• **Passage given**
# # # #

Promoting anarchy as the true law of the universe The Joker unleashes a campaign of terror upon Gotham, trampling upon Bruce Wayne’s dream in the process. Setting out to prove the folly of placing faith in people because they are invariably corruptible, he is painted (both literally and figuratively) as some sort of deranged, extremist revolutionary, instigating the downfall of Harvey Dent as his coup de grace.

Though Dent’s story at times feels somewhat tacked on, especially towards the final third, Goyer and the scriptwriters have done well to etch-in and condense such an integral character of Batman lore along-side The Joker’s scene/film stealing. Ekhart, on the reverse of his two sided performance, is excellent depicting a fallen hero who rapidly descends into madness after being manipulated by The Joker and exposed to the world’s dark truths.

As the title would suggest this is a dark film, sometimes oppressively so for the immersed viewer subjected to its ample running time. Length aside the film is well paced and lean as hell, perhaps even to its disadvantage where, as has since become customary, Nolan is almost too sharp for his own good. Despite juggling many moving parts things always seem to conveniently ‘fit’ and fall into place in Nolan’s films, which in this instance lies at odds with the chaotic nature of one chief antagonist who just does things. But really, this is just nit-picking an otherwise impeccable film that hurtles along towards its appealingly downbeat conclusion. Ultimately Nolan, an obvious respecter of audience intelligence, must be lauded for creating a thematically rich and rewarding experience that demands our attention: this is fantasy for the thinking person indeed.

# # # #

• **Work to complete**
A) Please answer these questions from the film review:
(i) What does the Joker set out to prove?
(ii) What kind of character is shown on the reverse of the two-sided performance?
(iii) For what does the reviewer say Nolan must be lauded?
B) Write the next paragraph of the film review, picking up after its last sentence.

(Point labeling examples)

# # # #

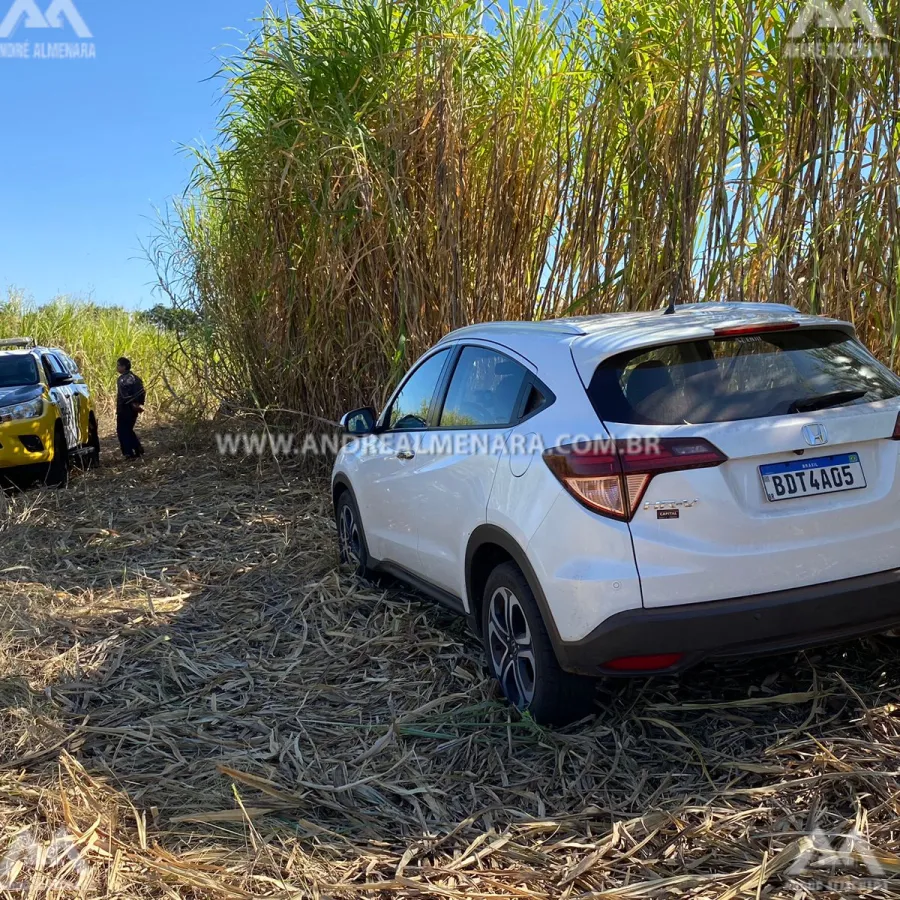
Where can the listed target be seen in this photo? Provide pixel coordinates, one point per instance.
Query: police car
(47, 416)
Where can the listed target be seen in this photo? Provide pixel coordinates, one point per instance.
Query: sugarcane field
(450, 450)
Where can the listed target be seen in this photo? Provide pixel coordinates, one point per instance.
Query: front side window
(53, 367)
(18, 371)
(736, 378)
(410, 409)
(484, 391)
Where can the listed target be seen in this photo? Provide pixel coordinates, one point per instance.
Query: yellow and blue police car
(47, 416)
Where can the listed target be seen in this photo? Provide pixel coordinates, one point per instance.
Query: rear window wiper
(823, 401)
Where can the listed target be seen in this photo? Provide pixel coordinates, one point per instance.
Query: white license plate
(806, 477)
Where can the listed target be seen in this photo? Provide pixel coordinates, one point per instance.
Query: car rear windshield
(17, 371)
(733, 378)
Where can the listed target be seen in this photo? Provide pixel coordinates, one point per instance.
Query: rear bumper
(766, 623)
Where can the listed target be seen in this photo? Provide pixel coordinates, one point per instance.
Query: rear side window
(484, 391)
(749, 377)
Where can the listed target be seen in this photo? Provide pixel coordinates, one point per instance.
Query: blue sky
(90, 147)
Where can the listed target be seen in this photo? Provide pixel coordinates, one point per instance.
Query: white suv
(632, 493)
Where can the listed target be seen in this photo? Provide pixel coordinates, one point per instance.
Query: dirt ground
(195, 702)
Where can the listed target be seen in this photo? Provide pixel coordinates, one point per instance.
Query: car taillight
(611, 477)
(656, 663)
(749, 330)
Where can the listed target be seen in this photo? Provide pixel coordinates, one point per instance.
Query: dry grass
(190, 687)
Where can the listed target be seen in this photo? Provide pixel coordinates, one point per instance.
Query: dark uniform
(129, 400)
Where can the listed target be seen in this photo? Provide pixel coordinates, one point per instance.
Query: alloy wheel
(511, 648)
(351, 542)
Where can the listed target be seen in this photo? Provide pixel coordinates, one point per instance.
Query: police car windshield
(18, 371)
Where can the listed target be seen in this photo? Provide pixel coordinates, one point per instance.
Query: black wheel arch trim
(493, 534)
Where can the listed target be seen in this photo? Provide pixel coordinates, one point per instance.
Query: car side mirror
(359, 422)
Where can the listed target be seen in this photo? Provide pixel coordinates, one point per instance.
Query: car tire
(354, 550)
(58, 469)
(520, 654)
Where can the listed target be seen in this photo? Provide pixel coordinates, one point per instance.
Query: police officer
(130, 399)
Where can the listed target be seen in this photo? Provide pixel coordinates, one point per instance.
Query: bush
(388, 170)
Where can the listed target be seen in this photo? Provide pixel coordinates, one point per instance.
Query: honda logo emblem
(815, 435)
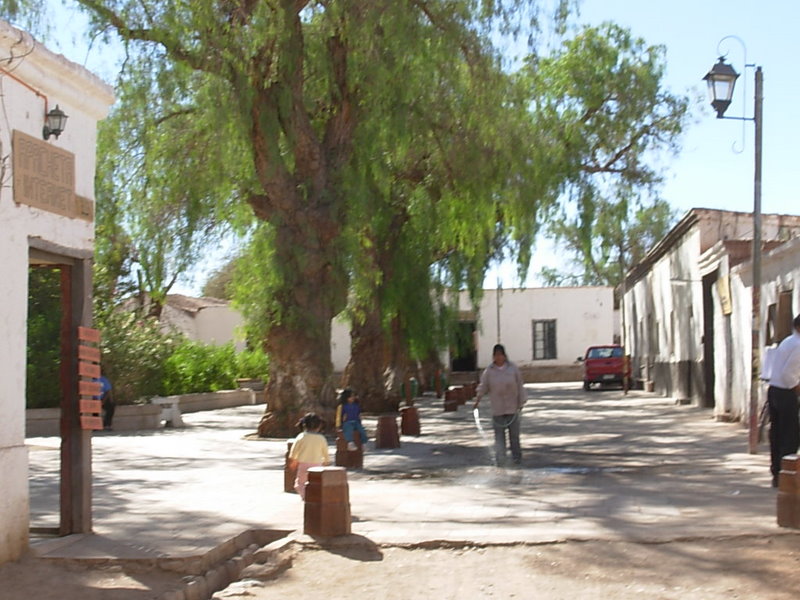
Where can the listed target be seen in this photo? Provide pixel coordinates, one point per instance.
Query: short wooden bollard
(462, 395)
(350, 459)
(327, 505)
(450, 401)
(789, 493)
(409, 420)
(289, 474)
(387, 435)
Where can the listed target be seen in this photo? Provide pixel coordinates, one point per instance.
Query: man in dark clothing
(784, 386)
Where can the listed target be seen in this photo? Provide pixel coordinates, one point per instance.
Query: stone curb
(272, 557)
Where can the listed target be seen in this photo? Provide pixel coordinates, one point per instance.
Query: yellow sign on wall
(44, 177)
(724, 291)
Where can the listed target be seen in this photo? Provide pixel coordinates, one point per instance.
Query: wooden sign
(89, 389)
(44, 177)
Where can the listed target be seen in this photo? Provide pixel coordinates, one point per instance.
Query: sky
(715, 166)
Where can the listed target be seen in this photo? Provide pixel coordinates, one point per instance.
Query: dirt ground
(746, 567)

# # # #

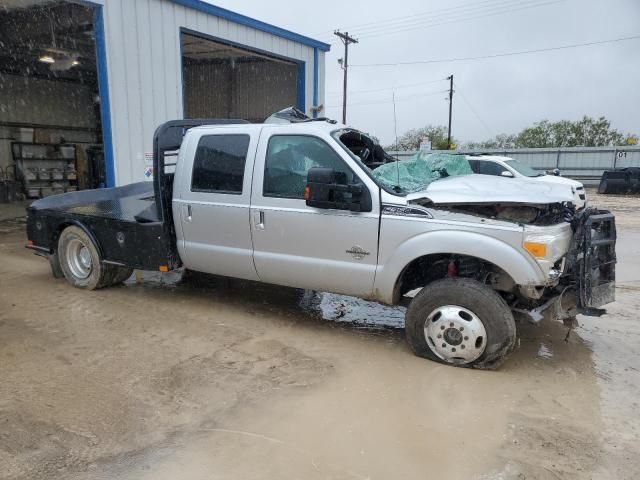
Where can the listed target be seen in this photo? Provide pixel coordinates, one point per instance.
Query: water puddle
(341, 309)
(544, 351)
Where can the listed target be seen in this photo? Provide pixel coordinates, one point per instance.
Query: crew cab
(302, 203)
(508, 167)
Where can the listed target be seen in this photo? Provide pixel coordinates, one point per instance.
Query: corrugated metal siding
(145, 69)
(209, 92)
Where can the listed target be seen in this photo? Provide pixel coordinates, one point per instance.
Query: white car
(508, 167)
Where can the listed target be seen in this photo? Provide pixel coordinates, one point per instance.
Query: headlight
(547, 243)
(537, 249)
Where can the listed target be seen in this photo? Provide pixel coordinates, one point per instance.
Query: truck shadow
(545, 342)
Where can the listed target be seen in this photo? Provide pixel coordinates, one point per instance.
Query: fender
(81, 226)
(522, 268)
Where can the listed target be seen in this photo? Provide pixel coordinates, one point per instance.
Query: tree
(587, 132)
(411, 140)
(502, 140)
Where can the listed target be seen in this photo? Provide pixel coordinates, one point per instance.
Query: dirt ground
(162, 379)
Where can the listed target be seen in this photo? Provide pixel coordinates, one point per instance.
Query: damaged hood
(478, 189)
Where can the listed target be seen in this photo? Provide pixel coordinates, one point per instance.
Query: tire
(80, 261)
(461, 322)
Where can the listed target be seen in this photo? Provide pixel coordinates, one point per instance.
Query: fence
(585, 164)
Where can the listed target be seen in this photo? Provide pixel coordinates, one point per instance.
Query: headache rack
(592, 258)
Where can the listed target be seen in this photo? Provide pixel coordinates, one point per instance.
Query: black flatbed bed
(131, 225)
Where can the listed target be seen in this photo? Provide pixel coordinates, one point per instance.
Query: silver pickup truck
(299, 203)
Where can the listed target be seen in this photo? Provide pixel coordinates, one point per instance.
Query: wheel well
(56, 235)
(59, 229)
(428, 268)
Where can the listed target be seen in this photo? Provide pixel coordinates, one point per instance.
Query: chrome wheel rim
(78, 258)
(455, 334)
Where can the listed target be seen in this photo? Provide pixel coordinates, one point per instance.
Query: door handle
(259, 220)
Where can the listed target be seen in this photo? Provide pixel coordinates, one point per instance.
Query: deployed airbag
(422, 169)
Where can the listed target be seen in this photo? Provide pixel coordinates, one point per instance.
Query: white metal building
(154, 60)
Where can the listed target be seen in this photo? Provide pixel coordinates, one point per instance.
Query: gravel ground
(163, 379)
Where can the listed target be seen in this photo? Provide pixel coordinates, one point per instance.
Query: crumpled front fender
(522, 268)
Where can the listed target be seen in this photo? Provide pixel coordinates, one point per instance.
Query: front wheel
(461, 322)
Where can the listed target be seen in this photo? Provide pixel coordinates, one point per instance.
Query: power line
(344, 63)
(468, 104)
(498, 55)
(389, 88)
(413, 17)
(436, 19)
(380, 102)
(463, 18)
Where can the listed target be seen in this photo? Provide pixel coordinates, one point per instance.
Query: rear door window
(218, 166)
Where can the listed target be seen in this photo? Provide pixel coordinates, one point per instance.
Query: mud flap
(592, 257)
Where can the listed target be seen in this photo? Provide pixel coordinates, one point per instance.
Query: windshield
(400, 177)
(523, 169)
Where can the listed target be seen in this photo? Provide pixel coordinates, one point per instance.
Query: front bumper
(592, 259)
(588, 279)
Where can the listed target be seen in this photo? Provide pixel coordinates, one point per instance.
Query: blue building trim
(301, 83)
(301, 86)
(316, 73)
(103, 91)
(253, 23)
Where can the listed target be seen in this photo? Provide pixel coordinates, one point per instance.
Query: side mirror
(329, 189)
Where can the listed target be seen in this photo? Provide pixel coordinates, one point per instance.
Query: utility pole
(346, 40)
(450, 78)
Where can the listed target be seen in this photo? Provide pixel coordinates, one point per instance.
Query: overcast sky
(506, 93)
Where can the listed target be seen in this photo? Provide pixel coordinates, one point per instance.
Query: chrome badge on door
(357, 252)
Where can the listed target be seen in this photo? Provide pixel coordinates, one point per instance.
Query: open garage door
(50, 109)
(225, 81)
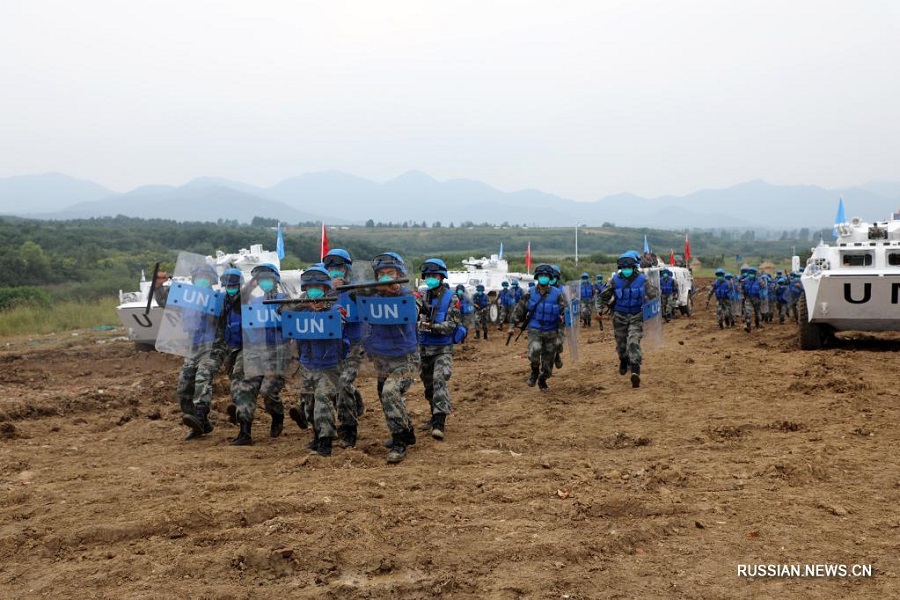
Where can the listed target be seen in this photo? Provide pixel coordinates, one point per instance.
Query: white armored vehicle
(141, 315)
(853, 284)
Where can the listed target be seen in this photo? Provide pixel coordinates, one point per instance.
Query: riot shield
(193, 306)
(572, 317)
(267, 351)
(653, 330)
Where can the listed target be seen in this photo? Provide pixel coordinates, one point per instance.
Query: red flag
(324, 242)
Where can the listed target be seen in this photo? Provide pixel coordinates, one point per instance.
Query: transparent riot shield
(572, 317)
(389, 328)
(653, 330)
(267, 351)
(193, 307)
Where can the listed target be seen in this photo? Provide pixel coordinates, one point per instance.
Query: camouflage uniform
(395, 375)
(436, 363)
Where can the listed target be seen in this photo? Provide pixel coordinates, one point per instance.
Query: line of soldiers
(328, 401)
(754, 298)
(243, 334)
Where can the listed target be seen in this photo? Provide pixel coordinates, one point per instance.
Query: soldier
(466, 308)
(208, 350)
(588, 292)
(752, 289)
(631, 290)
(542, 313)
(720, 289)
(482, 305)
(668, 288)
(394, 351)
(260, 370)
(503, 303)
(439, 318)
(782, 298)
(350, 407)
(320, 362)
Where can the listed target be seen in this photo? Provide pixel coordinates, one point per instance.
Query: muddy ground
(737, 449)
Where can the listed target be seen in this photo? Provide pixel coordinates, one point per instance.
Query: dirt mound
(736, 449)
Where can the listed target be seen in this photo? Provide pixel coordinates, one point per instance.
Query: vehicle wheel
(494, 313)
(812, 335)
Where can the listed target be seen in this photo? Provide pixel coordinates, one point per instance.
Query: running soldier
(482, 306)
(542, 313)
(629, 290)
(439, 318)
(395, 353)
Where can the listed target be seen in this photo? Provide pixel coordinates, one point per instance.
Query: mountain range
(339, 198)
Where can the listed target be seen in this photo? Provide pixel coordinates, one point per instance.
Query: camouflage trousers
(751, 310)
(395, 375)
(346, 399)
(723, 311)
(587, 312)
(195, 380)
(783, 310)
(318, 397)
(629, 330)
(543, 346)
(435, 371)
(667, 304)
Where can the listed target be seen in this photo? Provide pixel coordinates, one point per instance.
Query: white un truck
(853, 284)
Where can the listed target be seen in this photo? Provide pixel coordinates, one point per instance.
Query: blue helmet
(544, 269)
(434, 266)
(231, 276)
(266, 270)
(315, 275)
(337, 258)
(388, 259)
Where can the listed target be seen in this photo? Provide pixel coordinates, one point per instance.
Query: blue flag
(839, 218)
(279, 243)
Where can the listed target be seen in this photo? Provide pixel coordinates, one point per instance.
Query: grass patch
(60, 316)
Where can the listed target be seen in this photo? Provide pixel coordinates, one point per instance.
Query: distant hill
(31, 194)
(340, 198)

# # # #

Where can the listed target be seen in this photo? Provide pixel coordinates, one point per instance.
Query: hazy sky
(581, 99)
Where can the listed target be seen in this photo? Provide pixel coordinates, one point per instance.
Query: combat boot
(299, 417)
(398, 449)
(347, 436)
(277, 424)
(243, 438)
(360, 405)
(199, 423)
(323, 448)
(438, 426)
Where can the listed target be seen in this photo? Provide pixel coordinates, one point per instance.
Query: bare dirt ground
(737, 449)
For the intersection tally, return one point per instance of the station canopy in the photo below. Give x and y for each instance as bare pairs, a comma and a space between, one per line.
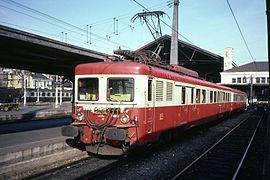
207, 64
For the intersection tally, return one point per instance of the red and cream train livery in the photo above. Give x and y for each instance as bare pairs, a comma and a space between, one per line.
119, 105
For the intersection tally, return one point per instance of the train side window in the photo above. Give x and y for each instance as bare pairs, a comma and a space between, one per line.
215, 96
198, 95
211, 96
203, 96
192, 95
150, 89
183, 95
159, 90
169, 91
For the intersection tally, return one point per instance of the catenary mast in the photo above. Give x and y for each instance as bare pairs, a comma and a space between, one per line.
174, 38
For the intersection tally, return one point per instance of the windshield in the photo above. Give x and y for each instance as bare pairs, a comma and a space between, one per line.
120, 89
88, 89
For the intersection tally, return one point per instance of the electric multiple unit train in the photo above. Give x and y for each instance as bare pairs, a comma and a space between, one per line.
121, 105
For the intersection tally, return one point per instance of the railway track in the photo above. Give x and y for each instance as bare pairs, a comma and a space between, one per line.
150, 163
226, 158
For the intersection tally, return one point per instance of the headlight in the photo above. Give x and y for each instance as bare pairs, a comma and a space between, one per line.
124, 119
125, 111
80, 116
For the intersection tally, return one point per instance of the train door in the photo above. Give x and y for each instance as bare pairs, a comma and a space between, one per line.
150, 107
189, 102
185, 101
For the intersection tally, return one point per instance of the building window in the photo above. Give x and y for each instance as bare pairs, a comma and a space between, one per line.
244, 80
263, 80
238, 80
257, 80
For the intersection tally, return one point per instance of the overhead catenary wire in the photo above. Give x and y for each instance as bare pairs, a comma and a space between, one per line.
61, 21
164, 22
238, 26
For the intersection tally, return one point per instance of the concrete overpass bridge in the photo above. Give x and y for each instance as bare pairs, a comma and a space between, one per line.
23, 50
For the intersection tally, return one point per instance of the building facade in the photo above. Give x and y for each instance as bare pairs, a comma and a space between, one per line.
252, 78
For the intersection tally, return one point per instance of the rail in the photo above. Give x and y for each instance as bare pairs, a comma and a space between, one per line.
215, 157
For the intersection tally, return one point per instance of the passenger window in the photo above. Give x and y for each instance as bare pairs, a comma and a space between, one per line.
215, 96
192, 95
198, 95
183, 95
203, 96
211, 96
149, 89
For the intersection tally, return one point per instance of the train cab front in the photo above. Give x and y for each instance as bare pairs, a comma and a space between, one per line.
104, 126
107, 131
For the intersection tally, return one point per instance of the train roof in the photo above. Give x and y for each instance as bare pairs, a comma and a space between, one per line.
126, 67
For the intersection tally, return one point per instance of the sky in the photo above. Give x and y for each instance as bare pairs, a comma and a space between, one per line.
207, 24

# # # #

• **Task answers**
A)
(i) The folly of placing faith in people, because they are invariably corruptible.
(ii) A fallen hero who rapidly descends into madness after being manipulated by the Joker and exposed to the world's dark truths.
(iii) For creating a thematically rich and rewarding experience that demands our attention.

B)
Like how The Joker says ‘In their last moments, people show you who they really are’, the true colouring of Nolan and his creative sidekicks’ monumental effort becomes apparent during the moody finale. As Gordon summarises in profound soliloquy and the last shots play out with a crescendo of resonance, one can’t help but feel that The Dark Knight fulfils a potential, essentially sixty-plus years in the making, the ‘Batman film’ always had. Allowing us to forget the meatloaf of the past it is a prime steak of sumptuous cinematic quality, standing as the antidote for the, let’s face it, increasingly troubled summer blockbuster, and providing the powered-up interpretation such a complex and mythic character both needed and deserved.

Stick a fork in it Mr Nolan. Or better yet a pencil.